Work item: Repeat the whole listing exactly.

Dataset content:
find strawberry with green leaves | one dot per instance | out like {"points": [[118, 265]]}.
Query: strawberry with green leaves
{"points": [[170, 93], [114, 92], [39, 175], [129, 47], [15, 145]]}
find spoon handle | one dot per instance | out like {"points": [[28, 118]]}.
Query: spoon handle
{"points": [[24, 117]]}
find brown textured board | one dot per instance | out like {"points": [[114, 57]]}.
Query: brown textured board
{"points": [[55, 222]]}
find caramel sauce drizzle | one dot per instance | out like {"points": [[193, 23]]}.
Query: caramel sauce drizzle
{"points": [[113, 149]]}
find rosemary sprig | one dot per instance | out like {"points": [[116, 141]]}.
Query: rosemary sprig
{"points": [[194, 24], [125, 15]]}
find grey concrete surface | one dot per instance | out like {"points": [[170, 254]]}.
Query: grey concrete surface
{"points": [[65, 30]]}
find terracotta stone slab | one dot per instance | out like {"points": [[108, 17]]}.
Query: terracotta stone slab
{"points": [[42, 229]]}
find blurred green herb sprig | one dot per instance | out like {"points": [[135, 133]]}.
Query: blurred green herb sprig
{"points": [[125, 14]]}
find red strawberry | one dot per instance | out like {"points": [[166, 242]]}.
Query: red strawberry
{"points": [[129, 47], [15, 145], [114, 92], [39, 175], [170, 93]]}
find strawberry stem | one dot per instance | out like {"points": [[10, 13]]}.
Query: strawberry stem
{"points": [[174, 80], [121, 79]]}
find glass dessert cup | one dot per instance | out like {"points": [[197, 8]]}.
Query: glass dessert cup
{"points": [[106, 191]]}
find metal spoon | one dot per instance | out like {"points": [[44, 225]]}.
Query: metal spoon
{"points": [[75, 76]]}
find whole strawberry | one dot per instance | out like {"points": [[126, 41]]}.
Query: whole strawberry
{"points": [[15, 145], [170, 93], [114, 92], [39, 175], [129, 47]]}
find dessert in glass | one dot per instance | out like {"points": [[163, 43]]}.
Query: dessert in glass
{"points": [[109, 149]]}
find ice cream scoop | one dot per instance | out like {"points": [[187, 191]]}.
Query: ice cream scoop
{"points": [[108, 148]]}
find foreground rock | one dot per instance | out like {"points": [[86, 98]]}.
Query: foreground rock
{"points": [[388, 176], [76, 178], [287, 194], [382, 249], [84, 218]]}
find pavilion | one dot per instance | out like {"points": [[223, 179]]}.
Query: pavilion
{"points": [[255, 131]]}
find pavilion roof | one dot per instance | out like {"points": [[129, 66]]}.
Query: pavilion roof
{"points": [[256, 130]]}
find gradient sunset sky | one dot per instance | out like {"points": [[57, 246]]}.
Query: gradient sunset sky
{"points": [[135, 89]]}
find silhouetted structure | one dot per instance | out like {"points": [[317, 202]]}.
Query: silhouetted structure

Completed task:
find strawberry with green leaves | one dot per instance | out like {"points": [[118, 265]]}.
Query: strawberry with green leaves
{"points": [[170, 93], [114, 92], [39, 175], [129, 47], [15, 145]]}
find spoon handle | one dot per instance | out like {"points": [[28, 118]]}.
Query: spoon handle
{"points": [[24, 117]]}
find brown textured board | one dot per instance | out like {"points": [[114, 57]]}.
Query: brown textured board
{"points": [[55, 222]]}
find caramel sauce drizzle | one dot per instance | out like {"points": [[193, 23]]}.
Query: caramel sauce drizzle
{"points": [[113, 149]]}
find rosemary sprig | one dot per instance | out like {"points": [[116, 141]]}.
Query: rosemary sprig
{"points": [[194, 24], [125, 15]]}
find grey concrete surface | one dot per instance | out like {"points": [[170, 254]]}.
Query: grey concrete surface
{"points": [[65, 30]]}
find terracotta stone slab | one dot per instance | out like {"points": [[108, 17]]}.
Query: terracotta stone slab
{"points": [[42, 229]]}
find blurred green herb sprig | one dot per instance | out like {"points": [[135, 133]]}.
Query: blurred green herb sprig
{"points": [[125, 14]]}
find red strawberry | one dot per instance | out like {"points": [[166, 242]]}.
Query: red strawberry
{"points": [[129, 47], [15, 145], [114, 92], [39, 175], [170, 93]]}
find strawberry stem | one dot per instance | out like {"points": [[10, 13]]}.
Query: strawberry stem
{"points": [[174, 80], [121, 79]]}
find glass dessert cup | one dot per instance | out like {"points": [[197, 8]]}.
Query: glass dessert cup
{"points": [[106, 191]]}
find metal spoon | one dot per instance | out like {"points": [[44, 225]]}.
Query: metal spoon
{"points": [[75, 76]]}
find whole strawberry | one dot per instance | out like {"points": [[126, 41]]}.
Query: whole strawberry
{"points": [[15, 145], [170, 93], [114, 92], [39, 175], [129, 47]]}
find dessert in glass | one dot per instance | out like {"points": [[163, 43]]}.
Query: dessert in glass
{"points": [[109, 149]]}
find ice cream scoop | one dot per instance | out like {"points": [[187, 191]]}.
Query: ice cream scoop
{"points": [[108, 148]]}
find foreground rock | one dot per instance | out like {"points": [[86, 98]]}.
Query: foreground rock
{"points": [[388, 176], [76, 178], [287, 194], [382, 249], [84, 218]]}
find pavilion | one dot per instance | out like {"points": [[223, 179]]}.
Query: pavilion
{"points": [[255, 131]]}
find pavilion roof | one dot per instance | out like {"points": [[129, 66]]}.
Query: pavilion roof
{"points": [[256, 130]]}
find gradient sunset sky | one dot per instance | out like {"points": [[57, 246]]}.
Query: gradient sunset sky
{"points": [[135, 89]]}
find silhouetted structure | one dot per instance | out like {"points": [[317, 202]]}.
Query: silhouetted structure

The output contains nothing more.